═════ 読解用抜粋

くも膜下出血の原因となる未破裂脳動脈瘤(りゅう)の治療で、カテーテルを使った脳血管内治療が進化している。かつては治療できなかった症例も医療技術の進歩でカバーできるようになっている。開頭手術と比べ体への負担が少ないのが特徴で、現在では6~7割のケースで脳血管内治療が選択されている。


■難しい症例もカバー 箇所、大きさで選択
 「脳の奥の方にある脳底動脈瘤などは開頭手術は難しいが、カテーテルでは対応できる。米国では9割が脳血管内治療となっている」と話すのは、日本脳神経血管内治療学会指導医で、札幌孝仁会記念病院(札幌市西区)脳神経外科統括診療部長兼脳血管内治療センター長の片岡丈人医師だ。
 脳動脈瘤は血管がこぶ状に膨らむ病気だ。破裂すると、くも膜下に血液が流れ出し、激しい頭痛を起こし、3分の1は死亡する。破裂せずに大きくなると脳神経を圧迫し、モノが二重に見えたり、視力が悪化することもある。頭痛や脳梗塞などでMRI検査を行った際に発見されることが多い。
 従来は頭に数センチの穴を開けて、金属製のクリップを脳動脈瘤の根本にかける手術が行われてきた。2002年に英国で破裂脳動脈瘤に対して脳血管内治療の方が1年後の生活レベルを向上させるという臨床結果が出たことから、注目を集め、脳外科医の中でも専門とする人が増えている。

══════════
═════ 提供データ

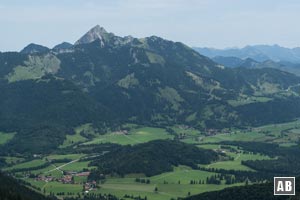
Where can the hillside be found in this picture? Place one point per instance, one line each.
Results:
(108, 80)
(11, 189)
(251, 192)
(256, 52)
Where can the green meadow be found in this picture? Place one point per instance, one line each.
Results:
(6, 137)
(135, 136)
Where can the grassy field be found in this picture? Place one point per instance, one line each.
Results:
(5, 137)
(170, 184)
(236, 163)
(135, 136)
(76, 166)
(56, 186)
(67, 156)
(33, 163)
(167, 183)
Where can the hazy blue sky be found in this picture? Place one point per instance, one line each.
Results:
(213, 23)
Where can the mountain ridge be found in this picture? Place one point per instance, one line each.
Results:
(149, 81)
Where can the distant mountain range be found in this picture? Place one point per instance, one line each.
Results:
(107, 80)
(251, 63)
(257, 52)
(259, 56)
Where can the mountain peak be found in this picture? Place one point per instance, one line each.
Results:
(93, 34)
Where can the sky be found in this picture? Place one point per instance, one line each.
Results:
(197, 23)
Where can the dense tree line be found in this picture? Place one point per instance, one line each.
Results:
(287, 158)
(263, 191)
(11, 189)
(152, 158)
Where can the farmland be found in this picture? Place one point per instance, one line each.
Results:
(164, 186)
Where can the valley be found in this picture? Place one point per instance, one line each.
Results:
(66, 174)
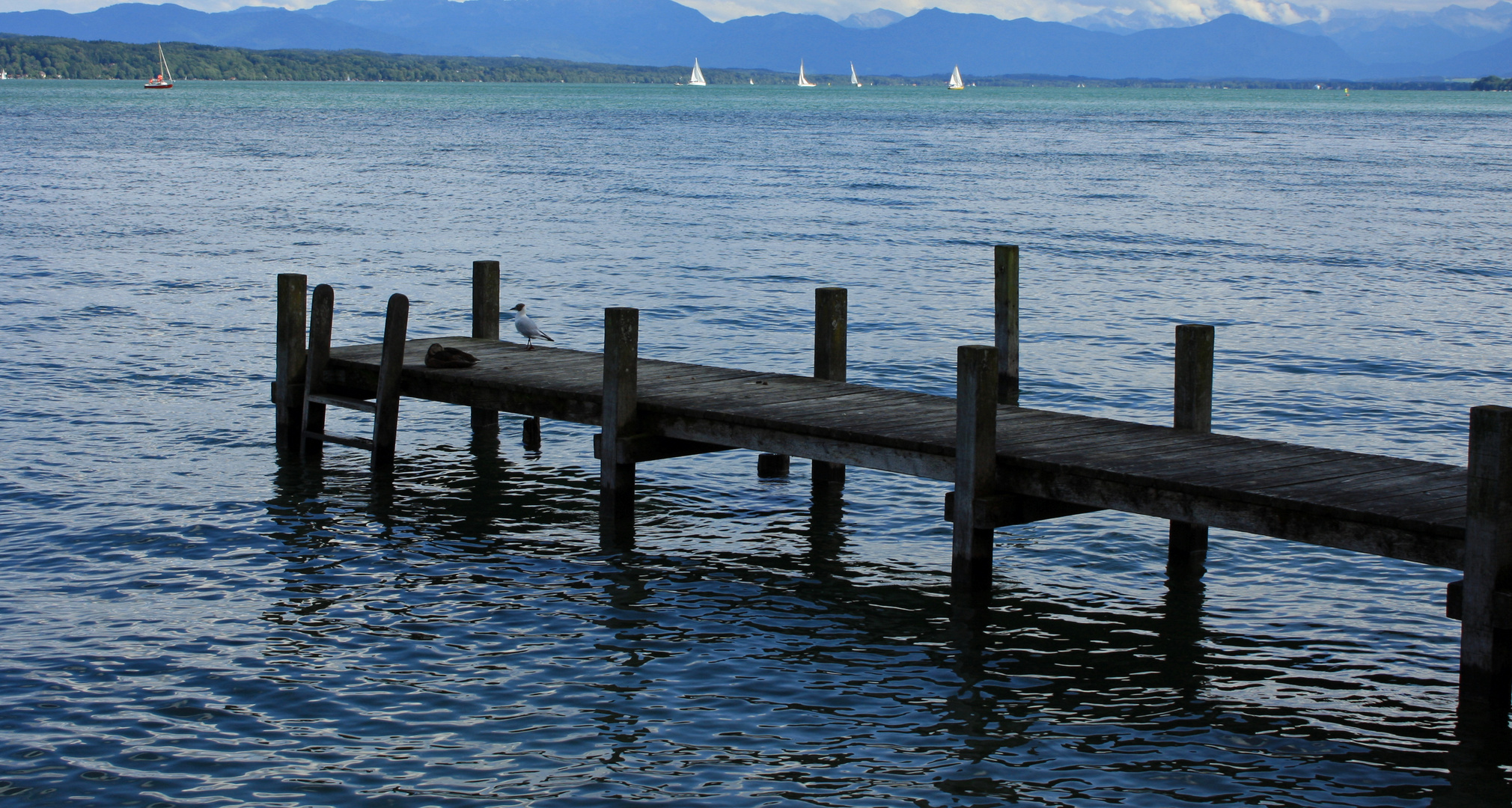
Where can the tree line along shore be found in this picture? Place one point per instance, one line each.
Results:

══════════

# [課題一覧]
**a)** 脳動脈瘤治療の記事によると、米国では何割が脳血管内治療となっていますか。
**b)** 脳動脈瘤治療の記事の「くも膜下出血の原因となる未破」から「た際に発見されることが多い。」まで(その語句を含む)を、「カテーテル」を「細い管」に置き換えて修正してください。
提供データを参照しなくても解答できます。

# [解答一覧]
**a)** 9割です。

**b)**
くも膜下出血の原因となる未破裂脳動脈瘤(りゅう)の治療で、細い管を使った脳血管内治療が進化している。かつては治療できなかった症例も医療技術の進歩でカバーできるようになっている。開頭手術と比べ体への負担が少ないのが特徴で、現在では6~7割のケースで脳血管内治療が選択されている。


■難しい症例もカバー 箇所、大きさで選択
 「脳の奥の方にある脳底動脈瘤などは開頭手術は難しいが、細い管では対応できる。米国では9割が脳血管内治療となっている」と話すのは、日本脳神経血管内治療学会指導医で、札幌孝仁会記念病院(札幌市西区)脳神経外科統括診療部長兼脳血管内治療センター長の片岡丈人医師だ。
 脳動脈瘤は血管がこぶ状に膨らむ病気だ。破裂すると、くも膜下に血液が流れ出し、激しい頭痛を起こし、3分の1は死亡する。破裂せずに大きくなると脳神経を圧迫し、モノが二重に見えたり、視力が悪化することもある。頭痛や脳梗塞などでMRI検査を行った際に発見されることが多い。